- Direction a
In the research notes, which participants served as the reference group for identifying the MG-CFA models?

The authors declare that they have no known competing financial interests or personal relationships that could have appeared to influence the work reported in this paper. Part of the research was prepared by L.E. in fulfillment of requirements for a bachelor thesis, supervised by M.B. as a visiting professor (in the capacity of an interim professor) at the Technical University Darmstadt (Germany) in 2021.

Notes

1 For each construct, Table 5 provides reliability estimates based on factor loadings (McDonald’s Omega) taken from separate CFA models, usually achieving acceptable model fit. For each BFI-2 domain, unidimensional and bifactor models attained poor fit, so no Omega values can be reported. As a crude reliability estimate, we report Cronbach’s Alpha without adopting its assumption of “essential tau-equivalence.”

2 To establish discriminant validity, we screened criteria available from the PIAAC pilot dataset. We considered Traditionalism (assessed with eight items, e.g., “I support long-established rules and traditions.”), because the Schwartz value Tradition had previously shown no overlap with IC, so we expected hardly any relevant association between IC and Traditionalism (see Grüning & Lechner, Citation2023; Kashdan et al., Citation2020). Yet, Traditionalism is a less than optimal representation of Tradition, so we refrain from discussing these findings; instead, we refer the reader to Table 5 and the country-specific Tables D1–D6 in ICS_SOM.pdf. Similarly, we deemed Social Trust conceptually distinct from IC. However, a mere two PIAAC-specific items were the only basis to test the correlation, which we had suspected to be in the vicinity of zero.

3 For identifying MG-CFA models, we used the identification by reference-group approach. As the source language was English (OECD, 2018a), U.S. participants served as the reference group. The approach requires constraining (and freeing) the latent variances and latent means (Schroeders & Gnambs, Citation2018): At the configural level, in each group the variance and mean of a latent factor are set to unity and zero, respectively. At the metric level, the variance is freed in all but the reference group. At the scalar level, additionally the means of all but the reference group are freed. At the residual level, no additional identification constraints are required.

- Direction b
Please count the lines in the listing that contain the string "bird" and give only that number.

(Photo-based point labeling data)
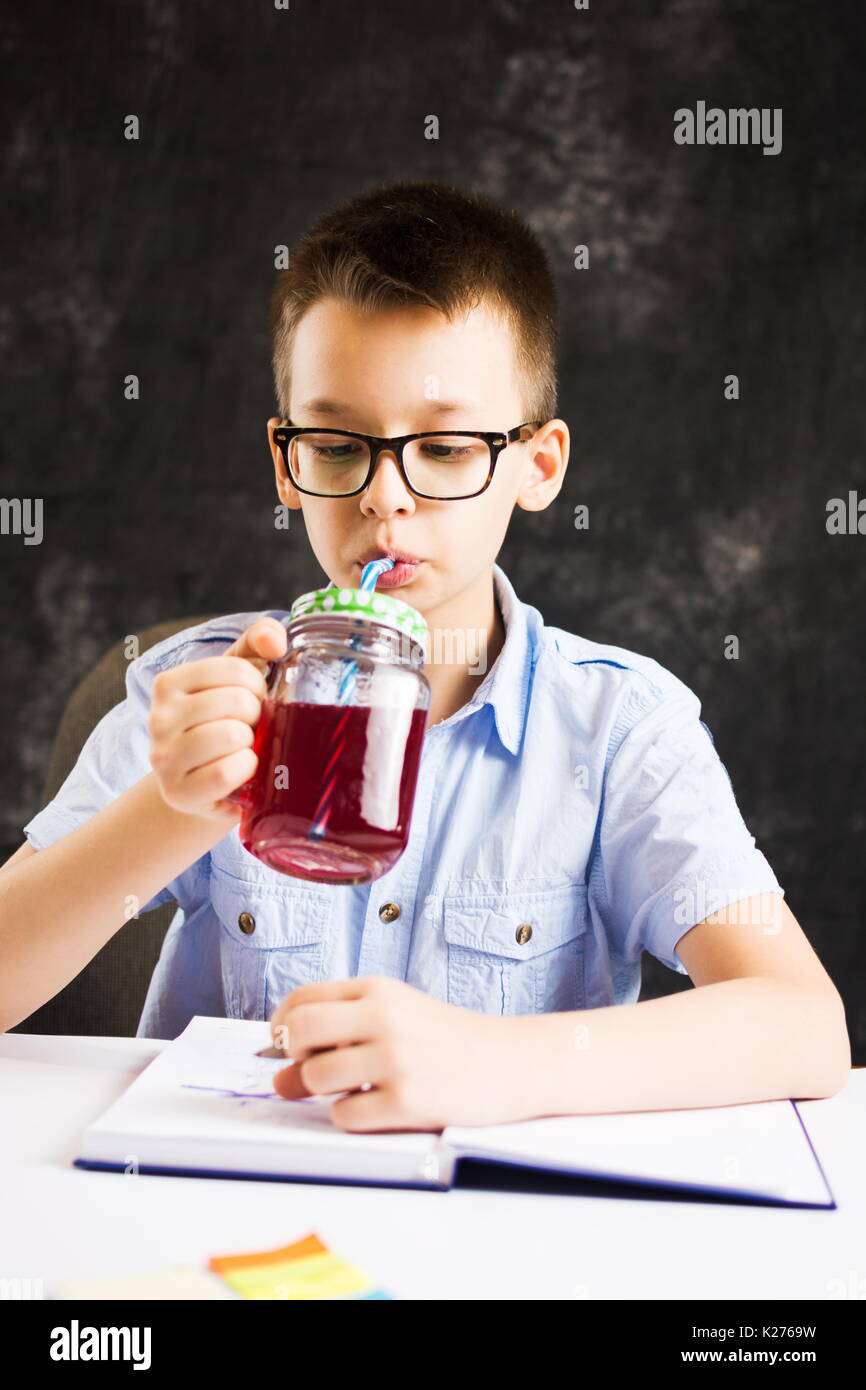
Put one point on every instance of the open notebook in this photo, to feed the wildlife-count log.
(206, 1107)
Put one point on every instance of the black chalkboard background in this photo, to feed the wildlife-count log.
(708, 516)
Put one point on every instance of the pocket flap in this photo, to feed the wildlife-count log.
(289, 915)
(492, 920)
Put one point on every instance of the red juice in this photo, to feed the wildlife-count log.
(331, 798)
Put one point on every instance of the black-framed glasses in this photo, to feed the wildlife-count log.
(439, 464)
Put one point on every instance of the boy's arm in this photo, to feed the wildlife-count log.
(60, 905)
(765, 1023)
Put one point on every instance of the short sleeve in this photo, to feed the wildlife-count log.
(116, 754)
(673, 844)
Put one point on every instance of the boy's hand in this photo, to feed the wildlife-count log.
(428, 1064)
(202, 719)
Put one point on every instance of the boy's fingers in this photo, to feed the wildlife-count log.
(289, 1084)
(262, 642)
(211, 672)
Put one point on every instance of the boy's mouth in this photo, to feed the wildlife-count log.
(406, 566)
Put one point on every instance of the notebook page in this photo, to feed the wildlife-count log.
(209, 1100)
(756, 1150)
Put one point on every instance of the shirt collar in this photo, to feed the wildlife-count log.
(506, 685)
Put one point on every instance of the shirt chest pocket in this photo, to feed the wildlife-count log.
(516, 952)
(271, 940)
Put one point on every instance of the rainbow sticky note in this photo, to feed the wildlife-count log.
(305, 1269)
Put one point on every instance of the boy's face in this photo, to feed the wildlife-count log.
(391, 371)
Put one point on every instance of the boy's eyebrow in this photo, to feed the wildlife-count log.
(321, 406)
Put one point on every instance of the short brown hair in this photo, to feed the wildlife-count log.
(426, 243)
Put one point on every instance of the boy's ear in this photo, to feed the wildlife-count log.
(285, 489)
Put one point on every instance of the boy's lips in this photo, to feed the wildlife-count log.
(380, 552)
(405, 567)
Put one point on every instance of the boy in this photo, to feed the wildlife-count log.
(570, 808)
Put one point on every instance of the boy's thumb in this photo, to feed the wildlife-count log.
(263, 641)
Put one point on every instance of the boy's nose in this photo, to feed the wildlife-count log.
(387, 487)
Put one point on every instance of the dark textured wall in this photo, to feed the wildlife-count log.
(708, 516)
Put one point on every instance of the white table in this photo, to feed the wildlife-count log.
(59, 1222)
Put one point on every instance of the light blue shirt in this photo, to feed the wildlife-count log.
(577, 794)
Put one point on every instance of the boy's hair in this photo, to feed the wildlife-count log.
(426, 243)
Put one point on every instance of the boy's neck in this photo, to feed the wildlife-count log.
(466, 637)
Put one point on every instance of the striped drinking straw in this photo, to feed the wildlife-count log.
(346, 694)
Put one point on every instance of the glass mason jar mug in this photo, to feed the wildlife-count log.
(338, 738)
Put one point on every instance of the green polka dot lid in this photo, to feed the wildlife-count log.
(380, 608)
---
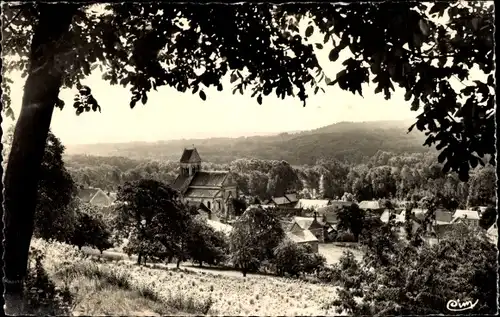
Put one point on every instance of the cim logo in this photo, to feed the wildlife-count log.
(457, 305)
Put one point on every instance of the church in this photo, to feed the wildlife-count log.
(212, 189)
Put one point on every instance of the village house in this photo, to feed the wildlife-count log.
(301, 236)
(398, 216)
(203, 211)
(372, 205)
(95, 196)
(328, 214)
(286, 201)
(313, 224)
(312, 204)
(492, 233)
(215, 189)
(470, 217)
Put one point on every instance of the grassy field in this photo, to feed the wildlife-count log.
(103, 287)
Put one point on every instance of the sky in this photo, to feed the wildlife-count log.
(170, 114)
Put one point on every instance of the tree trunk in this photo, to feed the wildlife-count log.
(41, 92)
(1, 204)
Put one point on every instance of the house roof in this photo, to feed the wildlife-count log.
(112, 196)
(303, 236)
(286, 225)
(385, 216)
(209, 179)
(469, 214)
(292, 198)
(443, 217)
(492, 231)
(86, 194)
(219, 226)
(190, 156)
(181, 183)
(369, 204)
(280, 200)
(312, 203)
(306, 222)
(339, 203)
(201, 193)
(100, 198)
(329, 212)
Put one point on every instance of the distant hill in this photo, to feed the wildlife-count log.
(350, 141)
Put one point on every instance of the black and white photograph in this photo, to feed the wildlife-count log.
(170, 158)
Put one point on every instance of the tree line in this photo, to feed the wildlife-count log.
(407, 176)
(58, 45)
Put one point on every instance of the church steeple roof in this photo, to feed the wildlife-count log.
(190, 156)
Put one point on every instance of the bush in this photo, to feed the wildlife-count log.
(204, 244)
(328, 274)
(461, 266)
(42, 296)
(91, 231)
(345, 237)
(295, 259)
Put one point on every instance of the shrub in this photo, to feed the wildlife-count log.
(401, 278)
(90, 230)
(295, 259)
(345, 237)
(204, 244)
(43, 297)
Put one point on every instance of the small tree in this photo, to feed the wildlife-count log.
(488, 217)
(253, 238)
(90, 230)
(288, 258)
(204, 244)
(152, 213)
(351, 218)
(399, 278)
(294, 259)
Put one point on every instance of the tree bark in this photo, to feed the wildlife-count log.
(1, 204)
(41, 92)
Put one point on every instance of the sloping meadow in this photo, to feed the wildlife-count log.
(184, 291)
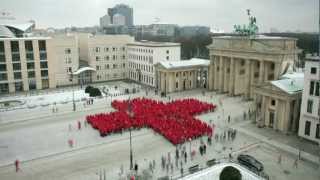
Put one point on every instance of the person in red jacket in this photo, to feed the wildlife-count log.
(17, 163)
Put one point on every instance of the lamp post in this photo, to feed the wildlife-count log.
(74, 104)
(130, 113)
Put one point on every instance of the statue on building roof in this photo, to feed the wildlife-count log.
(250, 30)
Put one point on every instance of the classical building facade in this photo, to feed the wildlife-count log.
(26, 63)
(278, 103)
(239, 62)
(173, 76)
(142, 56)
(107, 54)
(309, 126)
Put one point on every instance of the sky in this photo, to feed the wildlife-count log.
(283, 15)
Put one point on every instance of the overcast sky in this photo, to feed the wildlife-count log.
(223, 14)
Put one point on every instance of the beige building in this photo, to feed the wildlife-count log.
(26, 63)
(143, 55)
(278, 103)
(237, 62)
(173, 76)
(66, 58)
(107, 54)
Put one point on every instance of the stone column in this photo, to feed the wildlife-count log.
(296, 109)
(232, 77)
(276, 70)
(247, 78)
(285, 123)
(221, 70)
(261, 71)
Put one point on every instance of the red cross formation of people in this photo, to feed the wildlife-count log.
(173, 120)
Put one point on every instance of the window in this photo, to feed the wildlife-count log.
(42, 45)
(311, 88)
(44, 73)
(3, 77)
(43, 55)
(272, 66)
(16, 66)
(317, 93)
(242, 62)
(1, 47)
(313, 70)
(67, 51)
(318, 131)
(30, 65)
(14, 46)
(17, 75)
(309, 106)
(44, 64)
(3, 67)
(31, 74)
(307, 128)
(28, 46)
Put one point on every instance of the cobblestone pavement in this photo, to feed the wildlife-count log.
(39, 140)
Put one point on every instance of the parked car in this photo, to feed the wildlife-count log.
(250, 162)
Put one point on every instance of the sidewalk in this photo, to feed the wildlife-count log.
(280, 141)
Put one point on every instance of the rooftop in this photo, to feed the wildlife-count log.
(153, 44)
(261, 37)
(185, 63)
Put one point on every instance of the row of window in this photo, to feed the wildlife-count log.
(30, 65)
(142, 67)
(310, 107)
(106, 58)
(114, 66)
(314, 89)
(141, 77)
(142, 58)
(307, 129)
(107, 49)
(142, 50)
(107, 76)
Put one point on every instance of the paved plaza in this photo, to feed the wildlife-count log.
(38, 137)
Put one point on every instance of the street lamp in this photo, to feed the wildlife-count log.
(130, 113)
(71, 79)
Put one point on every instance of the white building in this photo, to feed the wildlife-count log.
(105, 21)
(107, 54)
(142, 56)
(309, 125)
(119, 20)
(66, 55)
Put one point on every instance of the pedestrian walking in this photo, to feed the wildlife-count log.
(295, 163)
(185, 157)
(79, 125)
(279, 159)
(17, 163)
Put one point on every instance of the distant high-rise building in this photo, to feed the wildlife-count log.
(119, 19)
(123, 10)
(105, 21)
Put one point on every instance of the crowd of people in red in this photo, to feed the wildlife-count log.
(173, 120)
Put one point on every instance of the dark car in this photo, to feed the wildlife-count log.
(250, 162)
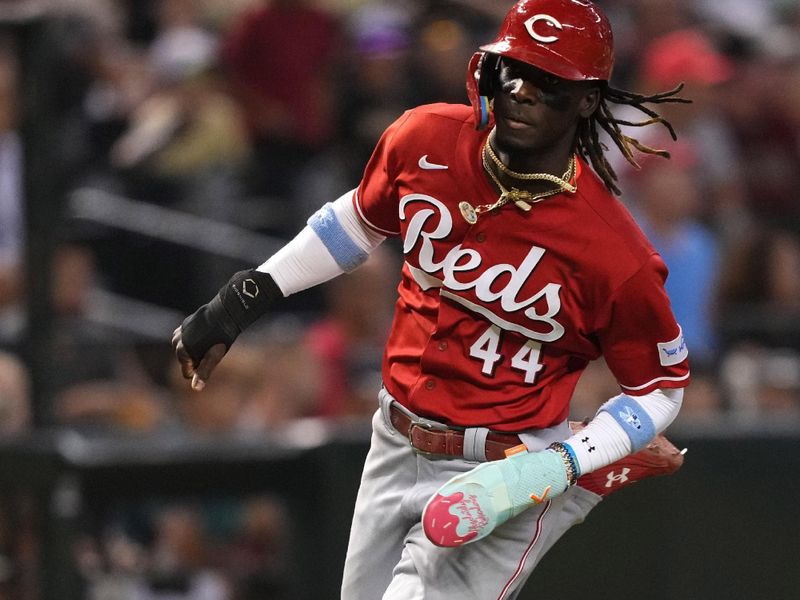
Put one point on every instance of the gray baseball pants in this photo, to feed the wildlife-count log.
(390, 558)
==
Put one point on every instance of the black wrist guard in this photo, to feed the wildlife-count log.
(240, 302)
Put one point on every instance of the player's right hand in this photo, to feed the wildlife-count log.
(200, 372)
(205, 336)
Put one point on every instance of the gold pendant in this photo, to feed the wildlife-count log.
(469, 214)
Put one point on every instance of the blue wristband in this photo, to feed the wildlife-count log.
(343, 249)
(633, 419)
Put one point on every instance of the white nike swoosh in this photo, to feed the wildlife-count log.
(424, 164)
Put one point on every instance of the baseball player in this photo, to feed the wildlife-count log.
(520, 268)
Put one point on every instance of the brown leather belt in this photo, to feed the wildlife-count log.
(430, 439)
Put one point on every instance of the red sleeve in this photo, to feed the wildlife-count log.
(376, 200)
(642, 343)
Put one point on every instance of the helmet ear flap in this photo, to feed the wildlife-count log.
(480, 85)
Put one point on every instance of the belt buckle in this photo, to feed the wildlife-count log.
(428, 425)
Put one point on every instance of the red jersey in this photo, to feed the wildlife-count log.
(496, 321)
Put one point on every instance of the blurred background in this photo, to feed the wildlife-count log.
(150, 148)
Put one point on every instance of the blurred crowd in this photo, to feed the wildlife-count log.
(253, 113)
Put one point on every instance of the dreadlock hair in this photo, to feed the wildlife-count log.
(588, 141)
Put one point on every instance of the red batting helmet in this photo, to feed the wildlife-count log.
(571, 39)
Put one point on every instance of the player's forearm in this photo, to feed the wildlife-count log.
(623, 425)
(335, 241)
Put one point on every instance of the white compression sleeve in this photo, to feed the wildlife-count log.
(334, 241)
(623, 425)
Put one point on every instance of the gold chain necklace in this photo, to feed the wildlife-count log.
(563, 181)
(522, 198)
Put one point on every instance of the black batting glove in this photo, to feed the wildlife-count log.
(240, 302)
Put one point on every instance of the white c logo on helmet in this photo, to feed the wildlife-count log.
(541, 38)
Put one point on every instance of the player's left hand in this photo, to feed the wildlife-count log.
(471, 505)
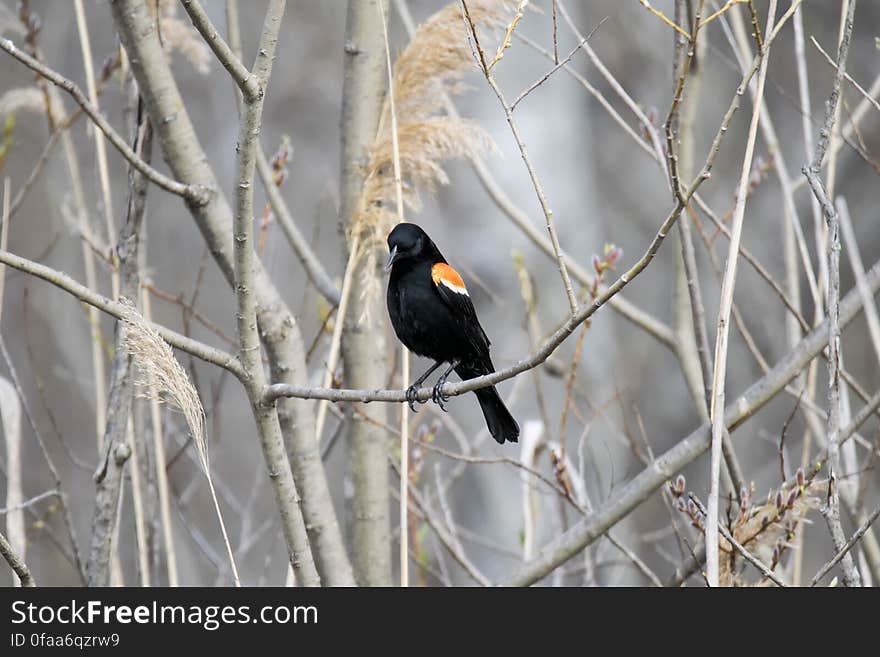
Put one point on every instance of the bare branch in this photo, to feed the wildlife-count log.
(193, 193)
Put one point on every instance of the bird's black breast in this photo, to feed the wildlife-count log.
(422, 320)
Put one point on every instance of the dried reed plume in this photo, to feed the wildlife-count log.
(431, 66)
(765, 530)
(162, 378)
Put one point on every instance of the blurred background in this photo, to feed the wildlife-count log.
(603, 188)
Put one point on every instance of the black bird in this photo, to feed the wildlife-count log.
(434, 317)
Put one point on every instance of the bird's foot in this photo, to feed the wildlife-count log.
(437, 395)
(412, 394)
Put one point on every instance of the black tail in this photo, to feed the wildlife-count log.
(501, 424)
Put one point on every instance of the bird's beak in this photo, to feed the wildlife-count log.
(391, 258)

- Final answer a
U.S. participants.

- Final answer b
4